REQUIRED ACTION: Output every line of the entries from the line containing "Could you point to the snow-covered ground" through the last, exactly, with no other content.

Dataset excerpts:

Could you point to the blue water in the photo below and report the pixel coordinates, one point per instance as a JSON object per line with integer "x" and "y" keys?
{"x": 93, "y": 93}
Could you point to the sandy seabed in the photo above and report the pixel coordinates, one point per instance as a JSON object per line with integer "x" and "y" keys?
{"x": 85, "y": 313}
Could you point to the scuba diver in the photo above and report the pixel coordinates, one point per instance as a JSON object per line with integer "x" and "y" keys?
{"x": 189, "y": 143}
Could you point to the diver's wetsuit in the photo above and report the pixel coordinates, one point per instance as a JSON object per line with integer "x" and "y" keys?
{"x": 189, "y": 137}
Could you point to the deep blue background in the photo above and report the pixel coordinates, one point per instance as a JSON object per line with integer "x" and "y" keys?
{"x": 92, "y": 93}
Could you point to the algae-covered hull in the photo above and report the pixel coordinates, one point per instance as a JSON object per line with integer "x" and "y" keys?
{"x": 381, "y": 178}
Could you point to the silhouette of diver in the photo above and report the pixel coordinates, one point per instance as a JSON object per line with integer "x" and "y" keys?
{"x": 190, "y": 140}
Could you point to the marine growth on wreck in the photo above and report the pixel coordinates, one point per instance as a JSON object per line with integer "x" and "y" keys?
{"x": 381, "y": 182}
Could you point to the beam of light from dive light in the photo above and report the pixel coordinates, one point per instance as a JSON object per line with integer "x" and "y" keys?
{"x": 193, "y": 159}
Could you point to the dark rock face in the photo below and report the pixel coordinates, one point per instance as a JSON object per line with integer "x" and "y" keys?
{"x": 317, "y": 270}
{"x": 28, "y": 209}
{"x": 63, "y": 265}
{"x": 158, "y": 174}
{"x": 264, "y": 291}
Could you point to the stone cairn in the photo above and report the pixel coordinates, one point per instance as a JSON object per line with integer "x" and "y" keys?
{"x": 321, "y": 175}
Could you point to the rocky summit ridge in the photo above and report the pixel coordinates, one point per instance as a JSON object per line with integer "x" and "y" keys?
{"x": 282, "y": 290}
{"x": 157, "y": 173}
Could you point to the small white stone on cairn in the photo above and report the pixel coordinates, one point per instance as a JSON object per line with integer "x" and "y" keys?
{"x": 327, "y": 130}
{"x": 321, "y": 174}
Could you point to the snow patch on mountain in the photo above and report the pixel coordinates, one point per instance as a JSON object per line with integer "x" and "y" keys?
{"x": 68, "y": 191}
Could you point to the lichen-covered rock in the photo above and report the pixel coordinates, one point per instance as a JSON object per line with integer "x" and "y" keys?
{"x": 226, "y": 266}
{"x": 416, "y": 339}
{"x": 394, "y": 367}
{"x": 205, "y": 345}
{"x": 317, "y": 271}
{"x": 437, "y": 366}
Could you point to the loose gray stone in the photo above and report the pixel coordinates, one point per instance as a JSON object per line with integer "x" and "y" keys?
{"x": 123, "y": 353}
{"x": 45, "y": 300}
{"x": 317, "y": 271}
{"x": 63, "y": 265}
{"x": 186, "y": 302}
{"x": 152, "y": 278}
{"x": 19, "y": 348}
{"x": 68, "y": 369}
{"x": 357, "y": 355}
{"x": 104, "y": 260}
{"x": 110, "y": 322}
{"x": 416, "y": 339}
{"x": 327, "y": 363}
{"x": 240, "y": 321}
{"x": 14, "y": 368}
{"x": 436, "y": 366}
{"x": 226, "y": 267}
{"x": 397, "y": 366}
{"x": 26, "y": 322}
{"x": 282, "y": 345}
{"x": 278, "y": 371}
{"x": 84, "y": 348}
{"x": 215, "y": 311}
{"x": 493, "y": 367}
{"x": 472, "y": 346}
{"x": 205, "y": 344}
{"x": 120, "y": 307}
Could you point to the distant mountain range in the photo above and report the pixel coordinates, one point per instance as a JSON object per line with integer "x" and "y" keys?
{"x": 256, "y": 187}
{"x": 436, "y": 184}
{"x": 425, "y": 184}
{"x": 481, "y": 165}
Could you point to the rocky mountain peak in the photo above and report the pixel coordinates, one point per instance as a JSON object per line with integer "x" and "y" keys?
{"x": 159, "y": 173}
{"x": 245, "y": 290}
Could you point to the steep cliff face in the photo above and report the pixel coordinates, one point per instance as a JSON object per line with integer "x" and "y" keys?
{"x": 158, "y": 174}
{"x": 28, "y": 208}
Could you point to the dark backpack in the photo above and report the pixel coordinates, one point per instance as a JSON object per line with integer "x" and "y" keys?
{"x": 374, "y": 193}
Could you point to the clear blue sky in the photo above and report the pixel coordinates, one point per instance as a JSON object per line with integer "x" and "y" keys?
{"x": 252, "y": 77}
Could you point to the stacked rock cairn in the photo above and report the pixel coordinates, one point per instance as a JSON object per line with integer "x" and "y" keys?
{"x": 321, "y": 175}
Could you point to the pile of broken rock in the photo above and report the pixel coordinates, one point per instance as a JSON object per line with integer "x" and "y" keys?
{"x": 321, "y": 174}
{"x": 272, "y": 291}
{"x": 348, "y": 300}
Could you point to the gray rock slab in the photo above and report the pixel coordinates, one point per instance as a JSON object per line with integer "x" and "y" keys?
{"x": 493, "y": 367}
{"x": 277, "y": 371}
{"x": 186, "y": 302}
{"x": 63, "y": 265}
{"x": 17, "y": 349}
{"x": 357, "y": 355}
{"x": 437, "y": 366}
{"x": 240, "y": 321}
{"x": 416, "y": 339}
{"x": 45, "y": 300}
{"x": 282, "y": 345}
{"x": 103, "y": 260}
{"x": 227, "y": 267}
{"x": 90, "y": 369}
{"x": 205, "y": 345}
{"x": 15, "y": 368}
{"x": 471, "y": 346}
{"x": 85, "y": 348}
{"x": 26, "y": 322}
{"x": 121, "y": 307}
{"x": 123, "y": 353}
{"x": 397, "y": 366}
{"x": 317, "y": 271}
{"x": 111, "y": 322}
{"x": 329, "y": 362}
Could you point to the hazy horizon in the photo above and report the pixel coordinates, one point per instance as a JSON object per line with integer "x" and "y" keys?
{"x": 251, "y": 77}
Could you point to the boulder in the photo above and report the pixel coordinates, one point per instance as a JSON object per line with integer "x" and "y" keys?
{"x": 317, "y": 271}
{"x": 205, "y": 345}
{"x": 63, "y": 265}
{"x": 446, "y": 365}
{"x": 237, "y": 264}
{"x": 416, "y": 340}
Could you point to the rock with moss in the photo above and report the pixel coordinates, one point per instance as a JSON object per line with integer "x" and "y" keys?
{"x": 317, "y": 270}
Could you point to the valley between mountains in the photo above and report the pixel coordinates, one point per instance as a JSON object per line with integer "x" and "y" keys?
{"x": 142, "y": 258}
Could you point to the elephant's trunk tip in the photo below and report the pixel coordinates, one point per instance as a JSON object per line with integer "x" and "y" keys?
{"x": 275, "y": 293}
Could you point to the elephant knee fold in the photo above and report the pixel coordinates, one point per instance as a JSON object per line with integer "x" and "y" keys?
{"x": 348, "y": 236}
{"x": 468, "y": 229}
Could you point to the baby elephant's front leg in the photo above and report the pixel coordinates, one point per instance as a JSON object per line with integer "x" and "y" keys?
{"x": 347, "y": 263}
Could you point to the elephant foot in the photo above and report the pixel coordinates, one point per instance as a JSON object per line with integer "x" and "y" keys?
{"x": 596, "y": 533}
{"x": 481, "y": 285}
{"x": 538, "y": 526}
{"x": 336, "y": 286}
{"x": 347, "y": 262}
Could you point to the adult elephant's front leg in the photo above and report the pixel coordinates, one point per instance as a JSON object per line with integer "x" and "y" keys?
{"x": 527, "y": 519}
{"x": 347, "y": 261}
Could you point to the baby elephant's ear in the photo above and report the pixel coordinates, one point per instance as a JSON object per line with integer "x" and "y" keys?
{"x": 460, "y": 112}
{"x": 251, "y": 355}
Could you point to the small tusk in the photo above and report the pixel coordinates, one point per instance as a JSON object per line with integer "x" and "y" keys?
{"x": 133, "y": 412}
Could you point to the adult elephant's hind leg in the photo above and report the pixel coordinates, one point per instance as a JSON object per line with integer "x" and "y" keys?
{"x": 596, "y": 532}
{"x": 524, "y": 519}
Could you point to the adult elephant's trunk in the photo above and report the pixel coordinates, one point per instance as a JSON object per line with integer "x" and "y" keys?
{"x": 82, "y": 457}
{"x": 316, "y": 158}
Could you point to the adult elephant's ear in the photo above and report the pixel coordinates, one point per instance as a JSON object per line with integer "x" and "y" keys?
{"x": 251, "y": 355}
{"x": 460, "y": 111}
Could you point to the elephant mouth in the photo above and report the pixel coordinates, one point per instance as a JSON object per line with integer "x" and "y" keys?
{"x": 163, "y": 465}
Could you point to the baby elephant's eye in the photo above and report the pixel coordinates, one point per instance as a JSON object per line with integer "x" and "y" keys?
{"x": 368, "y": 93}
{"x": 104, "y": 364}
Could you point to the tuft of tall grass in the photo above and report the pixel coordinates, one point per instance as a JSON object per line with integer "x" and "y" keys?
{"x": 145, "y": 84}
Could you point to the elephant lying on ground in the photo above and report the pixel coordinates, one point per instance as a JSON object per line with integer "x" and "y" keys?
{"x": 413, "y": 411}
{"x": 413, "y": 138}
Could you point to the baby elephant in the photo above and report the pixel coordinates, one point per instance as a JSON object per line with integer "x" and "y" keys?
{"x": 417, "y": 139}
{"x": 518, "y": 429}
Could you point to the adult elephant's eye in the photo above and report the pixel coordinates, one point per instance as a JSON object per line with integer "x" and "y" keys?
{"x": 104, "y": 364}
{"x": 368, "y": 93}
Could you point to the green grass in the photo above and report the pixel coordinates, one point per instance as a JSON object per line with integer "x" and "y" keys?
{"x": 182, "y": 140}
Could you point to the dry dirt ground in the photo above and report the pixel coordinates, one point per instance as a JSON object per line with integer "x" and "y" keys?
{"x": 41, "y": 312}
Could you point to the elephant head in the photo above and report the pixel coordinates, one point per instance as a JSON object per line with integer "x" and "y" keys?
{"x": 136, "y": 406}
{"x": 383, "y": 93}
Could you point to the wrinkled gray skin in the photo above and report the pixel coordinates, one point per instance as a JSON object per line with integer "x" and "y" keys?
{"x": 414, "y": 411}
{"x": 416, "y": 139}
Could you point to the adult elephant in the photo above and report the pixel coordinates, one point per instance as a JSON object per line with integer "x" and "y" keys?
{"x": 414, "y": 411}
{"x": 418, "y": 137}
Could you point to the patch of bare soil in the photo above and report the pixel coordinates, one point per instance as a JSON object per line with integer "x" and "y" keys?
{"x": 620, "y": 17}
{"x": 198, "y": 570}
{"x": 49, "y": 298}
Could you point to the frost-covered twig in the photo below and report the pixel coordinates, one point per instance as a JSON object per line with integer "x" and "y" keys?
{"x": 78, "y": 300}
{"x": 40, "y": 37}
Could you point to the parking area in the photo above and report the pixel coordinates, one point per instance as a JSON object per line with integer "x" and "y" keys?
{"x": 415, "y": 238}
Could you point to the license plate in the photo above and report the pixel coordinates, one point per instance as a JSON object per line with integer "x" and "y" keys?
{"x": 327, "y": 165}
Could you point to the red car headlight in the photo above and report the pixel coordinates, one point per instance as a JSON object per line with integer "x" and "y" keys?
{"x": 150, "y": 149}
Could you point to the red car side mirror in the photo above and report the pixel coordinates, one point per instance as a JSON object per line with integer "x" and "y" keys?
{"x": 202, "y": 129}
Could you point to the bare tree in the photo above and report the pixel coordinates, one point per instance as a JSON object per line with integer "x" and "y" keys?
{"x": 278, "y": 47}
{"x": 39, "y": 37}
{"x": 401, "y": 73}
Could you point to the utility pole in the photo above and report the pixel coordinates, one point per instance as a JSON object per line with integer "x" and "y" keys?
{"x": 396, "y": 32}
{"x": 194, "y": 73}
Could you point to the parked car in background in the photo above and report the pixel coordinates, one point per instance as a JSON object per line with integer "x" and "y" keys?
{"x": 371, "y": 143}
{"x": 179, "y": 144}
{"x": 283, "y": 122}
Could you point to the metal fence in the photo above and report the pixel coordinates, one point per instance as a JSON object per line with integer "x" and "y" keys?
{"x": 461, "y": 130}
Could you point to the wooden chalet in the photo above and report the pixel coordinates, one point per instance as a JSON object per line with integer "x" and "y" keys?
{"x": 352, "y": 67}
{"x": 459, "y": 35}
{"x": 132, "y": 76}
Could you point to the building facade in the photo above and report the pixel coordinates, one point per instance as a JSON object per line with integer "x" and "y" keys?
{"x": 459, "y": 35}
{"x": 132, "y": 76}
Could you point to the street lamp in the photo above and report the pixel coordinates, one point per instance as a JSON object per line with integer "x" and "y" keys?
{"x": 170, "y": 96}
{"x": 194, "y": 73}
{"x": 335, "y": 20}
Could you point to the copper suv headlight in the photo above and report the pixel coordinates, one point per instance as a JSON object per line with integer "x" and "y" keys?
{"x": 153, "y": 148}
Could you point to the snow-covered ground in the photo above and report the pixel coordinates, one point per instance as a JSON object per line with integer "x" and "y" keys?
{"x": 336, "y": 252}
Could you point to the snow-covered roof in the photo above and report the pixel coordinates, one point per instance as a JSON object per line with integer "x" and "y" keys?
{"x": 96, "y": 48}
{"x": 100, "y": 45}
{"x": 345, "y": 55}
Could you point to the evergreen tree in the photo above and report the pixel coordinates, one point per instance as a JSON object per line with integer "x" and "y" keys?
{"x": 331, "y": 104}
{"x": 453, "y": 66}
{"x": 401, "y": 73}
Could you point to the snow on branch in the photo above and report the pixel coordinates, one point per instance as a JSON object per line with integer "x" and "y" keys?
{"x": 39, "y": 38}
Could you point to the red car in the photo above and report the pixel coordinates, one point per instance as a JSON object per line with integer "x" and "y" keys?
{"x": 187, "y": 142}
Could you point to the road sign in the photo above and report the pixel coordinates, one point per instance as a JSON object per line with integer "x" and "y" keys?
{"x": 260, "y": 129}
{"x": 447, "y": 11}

OUTPUT FOR THIS TASK:
Could you point to the snow-covered ground in the photo above and report the pixel coordinates, one point per instance as a JSON object per line with integer "x" and "y" keys?
{"x": 336, "y": 252}
Could you point to the snow-covered roof in the photo above and report the pixel coordinates, one point per instance as a JSON object per line with integer "x" and "y" keys?
{"x": 96, "y": 48}
{"x": 100, "y": 45}
{"x": 345, "y": 55}
Could you point to the evergreen tree in the photo above and report the pixel coordinates, one point per instance as a JSON object per line with integer "x" and "y" keys?
{"x": 331, "y": 104}
{"x": 453, "y": 66}
{"x": 401, "y": 73}
Could you point to the snow on branch in the photo above and report the pixel coordinates, one point per instance as a JSON object per line with integer "x" and "y" keys?
{"x": 39, "y": 38}
Could you point to the red car in the photo above and report the pixel coordinates, one point per instance as a JSON object per line with integer "x" and "y" keys?
{"x": 187, "y": 142}
Could you point to the road sign in the photo above and report the pixel coordinates, one point per instance as a JSON object per line with integer "x" and "y" keys?
{"x": 260, "y": 129}
{"x": 447, "y": 11}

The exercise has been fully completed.